SUPPLIED TEXT:
◇ ◇ ◇ ◇ ◇

TURMOIL SWEPT through European markets as Portugal and Spain came under mounting pressure to resolve their fiscal problems, adding to acute anxiety over the crisis in the Greek public finances.
Amid rising concern about the risk of sovereign default, the euro fell to its lowest level against the dollar since May 2009, and the cost of insuring Greek, Portuguese and Spanish debt against default reached new highs.
Greece remains by far the most vulnerable of the 16 euro zone countries, but attention has turned to Portugal and Spain as their governments face big political challenges to calm their public finances.
EU leaders are likely to discuss the pressures on the currency when they gather for a special summit in Brussels next Thursday to develop a new economic plan for the union.
Their meeting comes against the backdrop of threats from the European Commission to impose budget measures on Greece if its austerity plan misfires.
Even though the European authorities insist there is no bailout plan for Greece, the fear remains that the country may require exceptional funding if it is unable to raise the €50 billion it needs to keep the state afloat.

◇ ◇ ◇ ◇ ◇

INFORMATION GIVEN:
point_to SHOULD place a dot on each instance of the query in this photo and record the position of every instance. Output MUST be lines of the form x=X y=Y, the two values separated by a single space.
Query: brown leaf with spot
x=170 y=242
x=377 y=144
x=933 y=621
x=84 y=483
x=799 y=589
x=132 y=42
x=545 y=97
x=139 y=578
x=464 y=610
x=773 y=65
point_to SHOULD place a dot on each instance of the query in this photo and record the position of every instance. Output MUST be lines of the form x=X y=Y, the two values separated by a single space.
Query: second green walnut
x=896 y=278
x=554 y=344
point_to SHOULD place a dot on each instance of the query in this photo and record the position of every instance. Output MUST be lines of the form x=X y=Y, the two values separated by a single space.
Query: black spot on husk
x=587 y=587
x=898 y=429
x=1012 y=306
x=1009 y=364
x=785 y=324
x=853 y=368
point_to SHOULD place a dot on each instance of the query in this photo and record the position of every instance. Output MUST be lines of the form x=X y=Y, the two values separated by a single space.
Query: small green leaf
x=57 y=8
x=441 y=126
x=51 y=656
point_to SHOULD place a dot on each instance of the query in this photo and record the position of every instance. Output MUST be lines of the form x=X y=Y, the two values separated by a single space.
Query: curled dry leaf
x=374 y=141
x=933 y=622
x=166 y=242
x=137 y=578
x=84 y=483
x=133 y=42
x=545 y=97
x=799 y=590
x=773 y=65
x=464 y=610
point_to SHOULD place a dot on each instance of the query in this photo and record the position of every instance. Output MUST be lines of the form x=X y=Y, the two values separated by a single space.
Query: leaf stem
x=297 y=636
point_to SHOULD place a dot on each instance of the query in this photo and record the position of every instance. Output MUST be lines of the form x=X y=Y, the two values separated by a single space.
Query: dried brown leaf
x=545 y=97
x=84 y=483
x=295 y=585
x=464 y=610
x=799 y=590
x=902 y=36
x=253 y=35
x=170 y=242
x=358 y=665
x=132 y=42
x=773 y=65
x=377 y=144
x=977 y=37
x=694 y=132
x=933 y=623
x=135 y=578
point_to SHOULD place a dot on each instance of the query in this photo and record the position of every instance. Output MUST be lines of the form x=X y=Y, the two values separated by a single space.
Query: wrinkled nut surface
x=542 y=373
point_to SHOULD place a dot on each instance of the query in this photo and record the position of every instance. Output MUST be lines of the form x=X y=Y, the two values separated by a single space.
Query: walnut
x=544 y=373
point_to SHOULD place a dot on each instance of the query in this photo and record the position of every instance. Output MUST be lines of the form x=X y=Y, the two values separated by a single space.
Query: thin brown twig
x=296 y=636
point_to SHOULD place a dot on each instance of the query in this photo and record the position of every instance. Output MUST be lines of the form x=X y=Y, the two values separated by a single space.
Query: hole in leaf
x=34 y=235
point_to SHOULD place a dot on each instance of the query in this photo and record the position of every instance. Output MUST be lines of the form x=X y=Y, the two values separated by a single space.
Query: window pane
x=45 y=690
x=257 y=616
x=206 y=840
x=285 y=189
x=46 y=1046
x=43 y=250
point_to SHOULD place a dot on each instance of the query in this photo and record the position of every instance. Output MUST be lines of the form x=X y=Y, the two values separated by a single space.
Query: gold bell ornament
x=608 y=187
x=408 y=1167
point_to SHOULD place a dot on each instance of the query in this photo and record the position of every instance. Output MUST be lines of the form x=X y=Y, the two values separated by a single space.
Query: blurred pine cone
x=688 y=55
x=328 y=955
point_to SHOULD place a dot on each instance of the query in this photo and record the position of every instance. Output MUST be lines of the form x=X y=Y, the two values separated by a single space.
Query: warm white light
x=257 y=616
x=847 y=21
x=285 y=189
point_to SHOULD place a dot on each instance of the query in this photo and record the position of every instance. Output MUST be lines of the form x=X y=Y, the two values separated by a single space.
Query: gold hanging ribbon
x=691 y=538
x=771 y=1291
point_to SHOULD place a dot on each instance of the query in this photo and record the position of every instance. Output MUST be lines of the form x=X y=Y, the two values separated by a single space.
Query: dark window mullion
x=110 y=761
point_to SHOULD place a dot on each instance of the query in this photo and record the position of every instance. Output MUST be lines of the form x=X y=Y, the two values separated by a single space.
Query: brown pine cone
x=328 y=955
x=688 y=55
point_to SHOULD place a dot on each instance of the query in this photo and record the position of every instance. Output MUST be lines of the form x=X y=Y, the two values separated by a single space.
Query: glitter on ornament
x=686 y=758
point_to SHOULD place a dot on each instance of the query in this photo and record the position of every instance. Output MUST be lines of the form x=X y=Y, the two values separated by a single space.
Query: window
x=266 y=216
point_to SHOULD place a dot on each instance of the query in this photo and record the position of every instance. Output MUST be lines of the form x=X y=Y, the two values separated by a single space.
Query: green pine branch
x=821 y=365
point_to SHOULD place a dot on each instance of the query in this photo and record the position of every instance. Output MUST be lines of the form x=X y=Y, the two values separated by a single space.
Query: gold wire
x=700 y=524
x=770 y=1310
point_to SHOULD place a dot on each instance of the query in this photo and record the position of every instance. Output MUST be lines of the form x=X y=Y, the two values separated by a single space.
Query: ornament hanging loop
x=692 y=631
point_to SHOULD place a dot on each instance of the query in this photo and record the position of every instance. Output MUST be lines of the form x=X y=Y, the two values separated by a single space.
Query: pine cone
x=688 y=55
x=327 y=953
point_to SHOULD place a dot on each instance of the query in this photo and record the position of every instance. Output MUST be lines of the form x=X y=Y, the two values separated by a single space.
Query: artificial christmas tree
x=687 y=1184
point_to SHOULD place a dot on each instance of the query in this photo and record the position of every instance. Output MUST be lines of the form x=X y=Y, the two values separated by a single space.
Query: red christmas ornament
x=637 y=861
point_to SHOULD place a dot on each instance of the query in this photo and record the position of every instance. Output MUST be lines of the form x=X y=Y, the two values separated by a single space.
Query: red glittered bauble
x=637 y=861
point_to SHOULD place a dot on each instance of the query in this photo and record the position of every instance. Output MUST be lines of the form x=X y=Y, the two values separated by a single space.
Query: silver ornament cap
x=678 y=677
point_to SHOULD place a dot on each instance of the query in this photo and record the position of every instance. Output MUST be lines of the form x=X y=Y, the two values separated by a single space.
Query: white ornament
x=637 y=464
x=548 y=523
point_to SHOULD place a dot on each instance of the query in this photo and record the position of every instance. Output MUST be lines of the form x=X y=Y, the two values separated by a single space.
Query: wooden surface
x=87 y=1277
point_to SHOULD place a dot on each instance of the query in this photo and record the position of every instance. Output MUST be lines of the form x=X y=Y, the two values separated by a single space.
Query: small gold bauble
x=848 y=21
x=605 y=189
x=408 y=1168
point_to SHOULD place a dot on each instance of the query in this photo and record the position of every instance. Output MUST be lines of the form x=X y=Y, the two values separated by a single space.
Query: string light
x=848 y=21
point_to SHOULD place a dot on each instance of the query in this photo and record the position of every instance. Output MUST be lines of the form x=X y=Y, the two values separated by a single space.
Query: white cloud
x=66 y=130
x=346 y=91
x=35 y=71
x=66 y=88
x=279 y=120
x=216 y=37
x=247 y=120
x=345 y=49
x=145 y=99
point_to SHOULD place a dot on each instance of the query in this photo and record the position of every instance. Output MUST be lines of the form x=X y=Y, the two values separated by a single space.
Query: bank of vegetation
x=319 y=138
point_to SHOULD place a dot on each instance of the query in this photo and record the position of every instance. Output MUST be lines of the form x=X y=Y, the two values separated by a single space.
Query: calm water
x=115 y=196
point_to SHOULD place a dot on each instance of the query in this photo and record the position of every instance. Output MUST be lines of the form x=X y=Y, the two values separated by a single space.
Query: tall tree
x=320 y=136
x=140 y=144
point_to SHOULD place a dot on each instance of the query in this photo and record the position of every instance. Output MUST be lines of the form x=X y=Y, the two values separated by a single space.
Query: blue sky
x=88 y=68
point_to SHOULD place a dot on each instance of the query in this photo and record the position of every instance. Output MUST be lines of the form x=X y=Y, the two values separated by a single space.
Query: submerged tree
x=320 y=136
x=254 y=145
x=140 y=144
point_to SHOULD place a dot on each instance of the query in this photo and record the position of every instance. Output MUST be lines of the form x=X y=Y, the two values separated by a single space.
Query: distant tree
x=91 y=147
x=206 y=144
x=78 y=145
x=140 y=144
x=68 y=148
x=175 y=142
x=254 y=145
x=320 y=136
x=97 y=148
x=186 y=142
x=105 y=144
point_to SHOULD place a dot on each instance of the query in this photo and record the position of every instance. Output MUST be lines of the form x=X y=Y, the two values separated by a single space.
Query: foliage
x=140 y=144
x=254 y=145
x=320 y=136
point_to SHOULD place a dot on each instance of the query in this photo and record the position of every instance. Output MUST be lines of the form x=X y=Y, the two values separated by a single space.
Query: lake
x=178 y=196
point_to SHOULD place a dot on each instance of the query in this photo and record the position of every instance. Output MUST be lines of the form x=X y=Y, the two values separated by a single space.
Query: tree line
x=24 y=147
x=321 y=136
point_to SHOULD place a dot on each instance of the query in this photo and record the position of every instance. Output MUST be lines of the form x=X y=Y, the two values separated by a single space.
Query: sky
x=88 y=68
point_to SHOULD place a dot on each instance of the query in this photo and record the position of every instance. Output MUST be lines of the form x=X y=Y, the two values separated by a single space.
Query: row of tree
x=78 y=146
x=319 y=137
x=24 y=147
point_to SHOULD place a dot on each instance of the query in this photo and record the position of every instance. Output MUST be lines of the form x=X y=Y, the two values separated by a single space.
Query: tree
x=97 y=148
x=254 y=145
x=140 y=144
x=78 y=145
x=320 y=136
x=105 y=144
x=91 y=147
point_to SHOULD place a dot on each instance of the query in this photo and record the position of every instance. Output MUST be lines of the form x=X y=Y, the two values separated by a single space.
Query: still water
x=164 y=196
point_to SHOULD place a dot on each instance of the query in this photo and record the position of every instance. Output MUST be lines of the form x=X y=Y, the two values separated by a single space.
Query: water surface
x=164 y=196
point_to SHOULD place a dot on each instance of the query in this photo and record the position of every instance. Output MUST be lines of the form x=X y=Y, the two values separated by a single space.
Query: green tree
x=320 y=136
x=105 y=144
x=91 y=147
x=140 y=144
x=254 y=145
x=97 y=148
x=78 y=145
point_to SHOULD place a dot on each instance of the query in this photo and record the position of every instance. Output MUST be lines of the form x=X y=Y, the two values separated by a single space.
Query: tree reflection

◇ ◇ ◇ ◇ ◇

LIST OF TASKS:
• 1. Rewrite the paragraph of the article on European market turmoil that begins "Amid rising concern" in a shorter form, keeping its main facts.
• 2. Continue the article on European market turmoil from its final paragraph.

RESPONSES:
• 1. As fears of sovereign default grew, the euro dropped to its weakest level against the dollar since May 2009. The cost of insuring Greek, Portuguese and Spanish debt against default hit record highs.

• 2.
While markets shrugged off soothing words two days ago from European Central Bank (ECB) president Jean-Claude Trichet, ECB governing council member Ewald Nowotny reiterated the bank’s confident stance yesterday by calling talk of a euro zone break-up “absurd”.
“The market is closely watching each country’s ability to pay its debts,” said Erkki Liikanen, another ECB council member. If faith is lost, he said, interest rates on sovereign date will go up significantly.
The euro fell below $1.36 and dropped against currencies such as the Swiss franc, forcing the Swiss National Bank (SNB) to take the unusual step of intervening in the market.
Greek stocks fell 3.7 per cent and Portuguese and Spanish each lost more than 1 per cent after sharp falls on Thursday.
Looming industrial action by Greek workers, however, means the Greek government will soon face a critical test of its resolve. The biggest public sector union plans a holds a work stoppage next Wednesday and a private-sector strike is planned a fortnight later.
Given the country’s history of violent protest, these actions are expected to provide a crucial gauge of the extent of opposition to Mr Papandreou’s efforts to regain stability of the public finances.
Portugal’s minority government lost a vote in the opposition-led parliament yesterday on a Bill that will increase regional spending, a move that compromises efforts by the Socialist administration to assert control over its public finances.
In Spain, unions have threatened protests against a €50 billion austerity plan.